• _GIVEN INSTRUCTION_:
Switch each "Sample output" in the listing below to "Example output" and write out the whole listing again, changing nothing else.

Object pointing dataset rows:
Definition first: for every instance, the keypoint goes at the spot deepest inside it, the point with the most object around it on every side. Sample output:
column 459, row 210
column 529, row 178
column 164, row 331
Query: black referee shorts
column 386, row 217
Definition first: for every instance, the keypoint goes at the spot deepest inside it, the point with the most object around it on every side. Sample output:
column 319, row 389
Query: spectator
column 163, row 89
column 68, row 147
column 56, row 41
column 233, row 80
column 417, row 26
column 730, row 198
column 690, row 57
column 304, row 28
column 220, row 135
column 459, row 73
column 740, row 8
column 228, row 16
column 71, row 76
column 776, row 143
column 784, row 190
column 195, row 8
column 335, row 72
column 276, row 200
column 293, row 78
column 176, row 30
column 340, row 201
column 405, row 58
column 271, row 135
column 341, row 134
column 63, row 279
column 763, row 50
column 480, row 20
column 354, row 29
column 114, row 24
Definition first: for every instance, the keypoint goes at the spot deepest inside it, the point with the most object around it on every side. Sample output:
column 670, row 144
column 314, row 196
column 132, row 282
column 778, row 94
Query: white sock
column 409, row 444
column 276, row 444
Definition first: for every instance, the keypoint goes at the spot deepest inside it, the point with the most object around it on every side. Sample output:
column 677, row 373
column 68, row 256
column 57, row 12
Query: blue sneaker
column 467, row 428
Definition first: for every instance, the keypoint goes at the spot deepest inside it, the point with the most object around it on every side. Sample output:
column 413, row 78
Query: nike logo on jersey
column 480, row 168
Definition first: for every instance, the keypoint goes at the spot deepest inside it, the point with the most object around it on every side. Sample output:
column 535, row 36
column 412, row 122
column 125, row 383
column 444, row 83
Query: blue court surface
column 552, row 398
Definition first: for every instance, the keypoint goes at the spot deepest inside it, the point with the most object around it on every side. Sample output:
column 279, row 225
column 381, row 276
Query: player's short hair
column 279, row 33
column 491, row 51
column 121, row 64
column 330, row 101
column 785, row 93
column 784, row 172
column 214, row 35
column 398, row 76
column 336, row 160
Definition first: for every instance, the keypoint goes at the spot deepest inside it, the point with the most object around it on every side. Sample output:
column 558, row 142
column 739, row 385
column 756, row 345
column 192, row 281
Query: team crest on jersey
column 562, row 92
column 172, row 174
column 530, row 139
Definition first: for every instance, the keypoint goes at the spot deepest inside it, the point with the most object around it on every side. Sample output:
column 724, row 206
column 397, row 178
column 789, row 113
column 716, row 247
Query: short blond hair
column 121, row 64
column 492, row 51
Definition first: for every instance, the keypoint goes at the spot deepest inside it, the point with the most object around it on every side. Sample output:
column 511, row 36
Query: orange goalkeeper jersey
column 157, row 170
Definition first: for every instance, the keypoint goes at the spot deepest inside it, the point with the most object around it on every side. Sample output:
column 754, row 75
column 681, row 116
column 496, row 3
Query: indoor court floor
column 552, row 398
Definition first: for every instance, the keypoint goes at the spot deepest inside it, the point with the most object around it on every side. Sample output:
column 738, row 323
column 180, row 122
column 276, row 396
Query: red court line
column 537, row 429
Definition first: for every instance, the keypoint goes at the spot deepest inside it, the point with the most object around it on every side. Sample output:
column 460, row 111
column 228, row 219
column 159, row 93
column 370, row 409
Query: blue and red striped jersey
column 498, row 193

• _RESULT_:
Definition first: for every instance, the keypoint goes at the spot deepest inside it, the point with the most object around it on every side. Example output:
column 459, row 210
column 529, row 178
column 164, row 331
Query: black referee shorts
column 386, row 217
Definition first: for every instance, the keypoint goes at the spot deepest inside it, the point with the most object around it on every side. Example output:
column 319, row 389
Query: spectator
column 163, row 89
column 68, row 147
column 56, row 41
column 233, row 80
column 417, row 26
column 730, row 198
column 690, row 57
column 304, row 28
column 220, row 135
column 459, row 73
column 740, row 8
column 228, row 16
column 71, row 76
column 776, row 143
column 784, row 190
column 195, row 8
column 335, row 72
column 276, row 200
column 293, row 78
column 176, row 30
column 340, row 201
column 405, row 58
column 271, row 135
column 341, row 134
column 63, row 279
column 763, row 50
column 480, row 20
column 354, row 29
column 114, row 24
Definition first: for every instance, the keypoint goes at the spot deepest inside it, the point with the most object around it on every side. Example output:
column 670, row 144
column 314, row 196
column 132, row 282
column 778, row 94
Query: white sock
column 409, row 444
column 276, row 444
Definition first: for every instance, the keypoint goes at the spot deepest inside it, the point with the most object around it on every side. Example output:
column 677, row 373
column 68, row 256
column 57, row 12
Query: blue sneaker
column 467, row 428
Definition first: for every instance, the keypoint goes at the spot deepest inside it, the point with the most object around it on every side. Example output:
column 413, row 78
Query: nike logo on jersey
column 480, row 168
Definition first: for every instance, the keypoint goes at the spot deepest inside it, the point with the most object around it on every side. Example output:
column 535, row 36
column 412, row 122
column 125, row 383
column 444, row 83
Query: blue court surface
column 552, row 398
Definition first: for every instance, the keypoint goes at the spot deepest inside it, the point with the most object around it on every side. Example output:
column 279, row 225
column 381, row 276
Query: player's short hair
column 279, row 33
column 491, row 51
column 121, row 64
column 330, row 101
column 785, row 93
column 784, row 172
column 214, row 35
column 398, row 76
column 336, row 160
Definition first: for every instance, the keypoint goes at the spot deepest inside it, the point with the most object around it on every side. Example output:
column 558, row 142
column 739, row 385
column 756, row 345
column 192, row 281
Query: team crest on jersey
column 562, row 92
column 172, row 174
column 530, row 139
Definition first: for every instance, the keypoint goes at the spot deepest inside it, the point with the most object around it on every side. Example output:
column 724, row 206
column 397, row 178
column 789, row 113
column 716, row 247
Query: short blond hair
column 121, row 64
column 492, row 51
Definition first: for every instance, the keypoint goes at the spot deepest inside it, the point with the most object around it on every side. Example output:
column 511, row 36
Query: orange goalkeeper jersey
column 157, row 170
Definition first: for every instance, the keypoint goes at the spot deepest inside it, the point with the most object around it on every side. Example output:
column 754, row 75
column 681, row 116
column 496, row 3
Query: indoor court floor
column 552, row 398
Definition first: for every instance, the keypoint goes at the spot deepest inside it, the point with the most object around it on every side. Example output:
column 738, row 323
column 180, row 122
column 276, row 396
Query: red court line
column 537, row 429
Definition first: for every instance, the keypoint goes at the spot deepest inside it, the point with the most object around it on every side. Example output:
column 460, row 111
column 228, row 219
column 159, row 93
column 370, row 409
Query: blue and red striped jersey
column 498, row 193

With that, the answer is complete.